Remercions , Mohamed Louizi pour son action de lanceur d’alerte, qui tweete ce jour en réveillant nos craintes concernant le plan de reforme de la loi de 1905.
La torpeur hivernale et la crise des gilets jaunes nous a éloignés de la question de l’aggiornamento de la loi de séparation qui est dans les tuyaux depuis la production par l’institut Montaigne d’un rapport sur l’islam en France. Ce rapport sert de base de lancement à tout un tas de propositions.
Il est clair que nous sommes passés à côté de quelque chose, mais grâce à l’incontournable Mohamed Louizi nous allons réparer cet impair ! Rappelons qu’il a besoin de soutien financier pour des déboires judiciaires liés à ces alertes, vous pouvez contribuer à ce soutien en cliquant sur celien.
Reprenons ! A la lecture de ce document, il apparait des éléments très très intéressants.
C’est en fin de texte et sous une codification particulière : faut-il aller plus loin ? Sous cette question, apparait plusieurs catégories de « réponses » possibles. Aggiornamento de la loi de 1905. Une mise à jour serait donc en question.
:::
● **Consignes**
Reprenez le texte sur la réforme de la loi de 1905 après sa dernière phrase et poursuivez-le dans le même ton.

Enregistrements:
:::
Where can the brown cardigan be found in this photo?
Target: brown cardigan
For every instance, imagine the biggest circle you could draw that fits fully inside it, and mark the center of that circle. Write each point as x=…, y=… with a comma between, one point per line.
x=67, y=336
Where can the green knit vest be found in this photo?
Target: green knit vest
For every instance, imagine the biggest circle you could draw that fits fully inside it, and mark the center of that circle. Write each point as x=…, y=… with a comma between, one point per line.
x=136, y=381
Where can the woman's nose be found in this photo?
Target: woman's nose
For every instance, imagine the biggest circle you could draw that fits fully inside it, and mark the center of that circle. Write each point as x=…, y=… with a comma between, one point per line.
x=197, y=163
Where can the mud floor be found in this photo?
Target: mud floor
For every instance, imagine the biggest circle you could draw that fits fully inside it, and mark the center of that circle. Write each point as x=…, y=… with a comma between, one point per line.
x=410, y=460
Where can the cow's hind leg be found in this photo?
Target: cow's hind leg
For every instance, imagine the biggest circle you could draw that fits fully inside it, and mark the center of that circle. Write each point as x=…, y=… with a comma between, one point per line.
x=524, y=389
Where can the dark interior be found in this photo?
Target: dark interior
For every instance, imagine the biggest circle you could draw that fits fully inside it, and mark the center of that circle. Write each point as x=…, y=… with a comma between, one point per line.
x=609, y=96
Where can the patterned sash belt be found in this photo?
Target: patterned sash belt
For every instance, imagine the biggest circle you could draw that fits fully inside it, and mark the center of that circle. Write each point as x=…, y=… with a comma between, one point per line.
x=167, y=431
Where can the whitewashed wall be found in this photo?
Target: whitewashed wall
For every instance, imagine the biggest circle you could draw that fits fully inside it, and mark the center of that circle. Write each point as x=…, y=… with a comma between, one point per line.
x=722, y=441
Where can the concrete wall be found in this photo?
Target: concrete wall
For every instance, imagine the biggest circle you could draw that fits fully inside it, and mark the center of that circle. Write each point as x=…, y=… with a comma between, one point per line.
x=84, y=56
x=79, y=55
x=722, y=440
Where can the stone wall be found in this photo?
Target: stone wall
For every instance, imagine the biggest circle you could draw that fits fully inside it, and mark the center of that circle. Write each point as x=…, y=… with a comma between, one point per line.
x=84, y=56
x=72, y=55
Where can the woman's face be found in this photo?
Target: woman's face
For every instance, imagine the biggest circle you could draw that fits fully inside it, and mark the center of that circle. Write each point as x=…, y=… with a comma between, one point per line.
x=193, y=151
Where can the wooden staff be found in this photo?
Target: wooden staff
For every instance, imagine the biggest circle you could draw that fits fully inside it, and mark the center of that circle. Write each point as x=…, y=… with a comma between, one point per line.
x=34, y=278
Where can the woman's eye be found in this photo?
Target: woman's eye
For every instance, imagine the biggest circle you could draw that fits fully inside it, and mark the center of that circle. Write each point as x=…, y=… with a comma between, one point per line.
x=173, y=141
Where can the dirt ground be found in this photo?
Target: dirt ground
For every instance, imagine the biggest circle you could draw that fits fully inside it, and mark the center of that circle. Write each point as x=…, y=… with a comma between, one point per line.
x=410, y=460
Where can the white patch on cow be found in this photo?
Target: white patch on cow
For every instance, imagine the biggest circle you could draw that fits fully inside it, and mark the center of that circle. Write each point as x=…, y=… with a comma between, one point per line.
:::
● **Réponse**
-Rappelons que la loi de 1905, dite de séparation des églises et de l’Etat, est la pièce maitresse de la République française. Elle sépare strictement le pouvoir temporel (l’Etat) et le pouvoir intemporel (LES églises). Chacun vit sa vie et personne ne se mêle de la vie de l’autre.
C’est un principe de base qui est la garantie bien française de la liberté de conscience. Il faut comprendre que cette loi a été pensée pour permettre l’expression de conscience individuelle et les mettre à l’abri des organisations qui collectivisent les croyances par le dogme.
Elle protège donc l’individu en rendant essentielle la liberté de conscience en n’en définissant pas les contours pour permettre un spectre large des opinions et ou des croyances. C’est le french secularism. La touche française de la laïcité. On comprend donc que toute modification de la loi, en minorant le champ d’action, met en péril cette première liberté qui est le cadre philosophique de la constitution.
Les cultes sont donc en théorie, cantonnés à l’extérieur de la marche de l’Etat et ne peuvent sous aucun prétexte être financés, reconnus, subventionnés. Le rôle de l’état étant de contrôler la légalité de l’expression cultuelle et de sécuriser l’exercice du culte. Depuis de nombreuses années nous assistons à la lente érosion de cet esprit laïque hérité de 1905 . Au point d’organiser des réunions politique dans des églises pour le grand débat national avec présence de sénateur et de conseiller régional. C’est dire le recul historique et philosophique des dernières années républicaines.
Revenons à nos moutons ! Ce qui va suivre est édifiant.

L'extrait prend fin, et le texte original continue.